(What the task requires) Every single record needs to be restated word for word.

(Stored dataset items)

⟨

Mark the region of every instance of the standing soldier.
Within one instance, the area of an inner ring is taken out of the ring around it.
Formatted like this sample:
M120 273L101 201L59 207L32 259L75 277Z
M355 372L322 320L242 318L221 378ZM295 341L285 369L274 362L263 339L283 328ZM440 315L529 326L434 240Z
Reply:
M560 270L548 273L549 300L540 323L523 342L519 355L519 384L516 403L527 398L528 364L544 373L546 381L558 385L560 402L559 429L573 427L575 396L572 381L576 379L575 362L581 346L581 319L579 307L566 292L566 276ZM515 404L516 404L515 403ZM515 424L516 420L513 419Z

⟩

(Written response)
Mark the region of every instance of the standing soldier.
Within one instance, the area of an inner ring is taken out of the ring around it.
Formatted like this sample:
M120 273L101 201L59 207L32 259L75 277Z
M355 372L322 320L242 318L221 378ZM295 341L285 369L274 362L263 339L283 328ZM440 315L529 326L434 240Z
Reply:
M560 270L548 273L549 300L540 323L523 342L519 355L519 384L516 403L527 398L528 364L544 373L546 381L558 385L560 402L559 429L573 427L575 396L572 381L576 379L575 362L581 346L581 319L579 307L566 292L566 276ZM515 404L516 404L515 403ZM515 424L516 420L513 419Z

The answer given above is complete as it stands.